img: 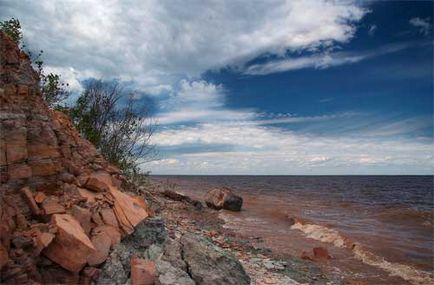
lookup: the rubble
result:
[0,32,149,284]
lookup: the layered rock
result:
[0,32,149,284]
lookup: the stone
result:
[313,246,331,260]
[29,159,61,176]
[36,232,55,254]
[109,187,149,234]
[34,191,47,204]
[205,187,243,211]
[6,143,27,164]
[43,214,96,272]
[78,187,99,204]
[8,163,32,180]
[92,225,121,247]
[155,260,194,285]
[42,196,65,215]
[99,208,119,228]
[180,233,250,285]
[87,232,112,266]
[0,243,9,269]
[131,257,156,285]
[71,205,91,235]
[84,175,108,192]
[21,187,41,215]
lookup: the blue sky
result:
[0,0,433,174]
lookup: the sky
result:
[0,0,434,175]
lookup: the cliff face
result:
[0,32,149,284]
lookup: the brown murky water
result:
[156,176,434,284]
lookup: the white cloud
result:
[244,43,412,75]
[0,0,366,90]
[150,124,433,174]
[409,17,432,37]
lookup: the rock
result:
[21,187,41,215]
[131,257,156,285]
[36,232,55,254]
[0,243,9,269]
[87,232,112,266]
[155,260,194,285]
[71,205,91,235]
[123,217,167,250]
[42,196,65,215]
[35,192,47,204]
[92,225,121,247]
[163,190,203,210]
[99,208,119,228]
[180,234,250,285]
[84,175,108,192]
[205,188,243,211]
[109,187,149,234]
[313,247,331,260]
[43,214,96,272]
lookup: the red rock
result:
[71,205,92,235]
[42,196,65,215]
[87,233,111,266]
[6,143,27,164]
[313,247,330,260]
[27,144,60,160]
[84,175,108,192]
[8,163,32,180]
[92,225,121,247]
[21,187,41,215]
[99,208,119,228]
[109,187,149,227]
[0,243,9,269]
[301,251,313,260]
[43,214,96,272]
[35,192,47,204]
[29,159,61,176]
[36,232,55,254]
[131,257,156,285]
[78,187,99,204]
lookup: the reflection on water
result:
[158,176,433,284]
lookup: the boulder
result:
[155,260,196,285]
[43,214,96,272]
[131,257,156,285]
[180,233,250,285]
[205,187,243,211]
[87,232,112,266]
[313,246,331,260]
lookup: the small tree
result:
[0,18,69,108]
[0,18,23,44]
[70,80,155,176]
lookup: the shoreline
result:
[147,176,432,284]
[145,178,352,285]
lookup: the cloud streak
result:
[243,43,415,75]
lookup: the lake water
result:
[154,176,434,284]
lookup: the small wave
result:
[352,245,434,285]
[291,222,347,247]
[291,221,434,285]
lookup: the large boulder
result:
[205,187,243,211]
[180,234,250,285]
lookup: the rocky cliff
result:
[0,32,149,284]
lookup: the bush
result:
[0,18,23,44]
[69,80,155,174]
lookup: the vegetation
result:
[0,18,155,175]
[69,80,155,177]
[0,18,69,109]
[0,18,23,44]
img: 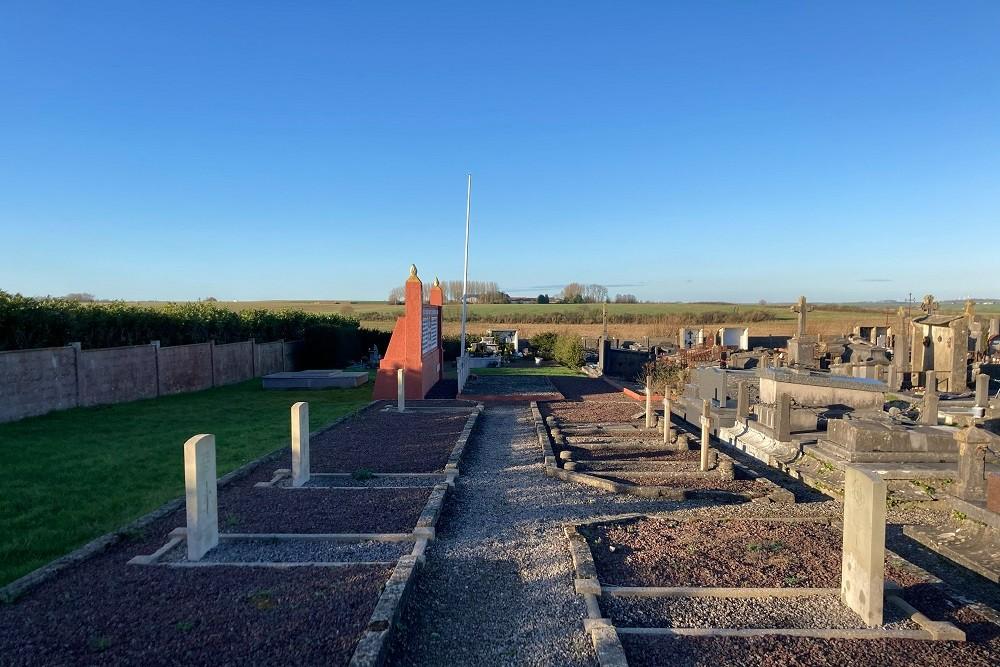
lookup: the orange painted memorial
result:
[373,266,444,400]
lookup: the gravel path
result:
[390,406,691,667]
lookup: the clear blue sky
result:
[0,0,1000,301]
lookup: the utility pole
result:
[461,174,472,357]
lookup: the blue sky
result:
[0,0,1000,301]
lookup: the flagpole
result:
[461,174,472,357]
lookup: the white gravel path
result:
[390,406,691,667]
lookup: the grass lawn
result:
[470,363,583,377]
[0,379,372,585]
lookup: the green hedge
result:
[0,290,360,354]
[303,324,392,369]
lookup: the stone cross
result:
[390,368,406,412]
[791,296,813,338]
[920,294,939,315]
[292,401,309,486]
[184,433,219,561]
[700,400,712,472]
[840,466,886,626]
[736,381,750,419]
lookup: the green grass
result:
[471,364,583,376]
[0,379,371,585]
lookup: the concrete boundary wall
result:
[254,341,285,377]
[0,347,77,422]
[157,343,215,396]
[212,340,254,385]
[0,340,302,423]
[76,345,159,406]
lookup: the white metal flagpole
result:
[461,174,472,357]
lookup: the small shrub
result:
[531,331,559,361]
[556,333,585,369]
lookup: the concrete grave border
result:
[0,401,380,602]
[563,513,964,667]
[531,402,795,504]
[123,402,484,667]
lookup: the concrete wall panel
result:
[0,347,76,422]
[158,343,212,396]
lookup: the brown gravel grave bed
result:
[590,472,773,495]
[600,594,920,630]
[542,401,637,424]
[549,376,635,405]
[219,487,431,533]
[559,445,701,463]
[310,411,471,473]
[0,559,391,666]
[579,518,921,588]
[621,634,1000,667]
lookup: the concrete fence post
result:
[396,368,406,412]
[920,371,938,426]
[976,373,990,408]
[700,400,712,472]
[250,338,257,377]
[69,342,83,407]
[208,338,217,387]
[646,375,653,428]
[184,433,219,560]
[663,394,673,445]
[292,401,309,486]
[149,340,160,397]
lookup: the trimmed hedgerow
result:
[0,290,360,353]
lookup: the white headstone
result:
[184,433,219,560]
[292,401,309,486]
[840,466,886,626]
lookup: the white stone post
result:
[976,373,990,408]
[396,368,406,412]
[700,400,712,472]
[920,371,938,426]
[184,433,219,560]
[663,396,673,445]
[292,401,309,486]
[646,375,653,428]
[840,466,886,626]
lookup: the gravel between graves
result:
[558,445,701,462]
[292,475,445,489]
[621,634,1000,667]
[580,518,920,588]
[600,595,920,630]
[389,405,704,667]
[0,559,391,666]
[310,410,471,472]
[219,487,431,533]
[590,473,771,496]
[160,540,413,563]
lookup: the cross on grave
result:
[790,296,814,338]
[920,294,940,315]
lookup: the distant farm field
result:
[127,300,1000,338]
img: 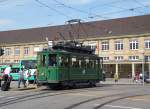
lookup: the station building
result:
[0,15,150,78]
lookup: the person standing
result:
[18,67,26,88]
[114,73,119,82]
[33,66,38,85]
[1,65,12,91]
[25,68,31,86]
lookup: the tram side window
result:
[11,68,19,73]
[48,54,57,66]
[81,57,86,68]
[59,56,69,67]
[85,58,89,68]
[71,57,79,68]
[88,59,94,68]
[40,55,46,66]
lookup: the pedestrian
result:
[18,67,26,88]
[114,73,119,82]
[25,68,31,86]
[102,70,106,81]
[33,66,38,85]
[1,65,12,91]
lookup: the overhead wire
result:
[53,0,106,19]
[89,5,150,17]
[35,0,72,19]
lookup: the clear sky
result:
[0,0,150,31]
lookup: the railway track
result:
[0,85,150,109]
[0,89,101,107]
[64,93,150,109]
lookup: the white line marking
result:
[8,97,15,98]
[0,96,4,98]
[105,105,142,109]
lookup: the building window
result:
[14,60,20,63]
[114,56,123,61]
[103,57,109,61]
[145,40,150,49]
[130,40,139,50]
[5,48,11,56]
[129,56,139,61]
[145,55,150,62]
[24,47,30,55]
[102,41,109,51]
[14,48,20,55]
[115,41,123,50]
[5,60,10,63]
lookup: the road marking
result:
[127,98,149,101]
[8,97,15,98]
[105,105,142,109]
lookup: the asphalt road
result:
[0,84,150,109]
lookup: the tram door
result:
[38,53,48,81]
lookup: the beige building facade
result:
[0,15,150,78]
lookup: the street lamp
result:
[142,52,145,86]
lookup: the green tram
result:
[37,41,103,88]
[0,63,20,80]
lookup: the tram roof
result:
[0,15,150,44]
[38,50,98,57]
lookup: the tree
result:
[0,48,4,56]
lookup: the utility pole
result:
[142,52,145,86]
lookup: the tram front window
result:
[48,54,57,66]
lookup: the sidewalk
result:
[100,78,145,85]
[10,81,37,91]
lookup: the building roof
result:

┄┄┄┄┄┄┄┄┄┄

- What you need to do -
How many lines in the entries above contain "building", with case counting? Reply with only the number.

- Solution to this problem -
4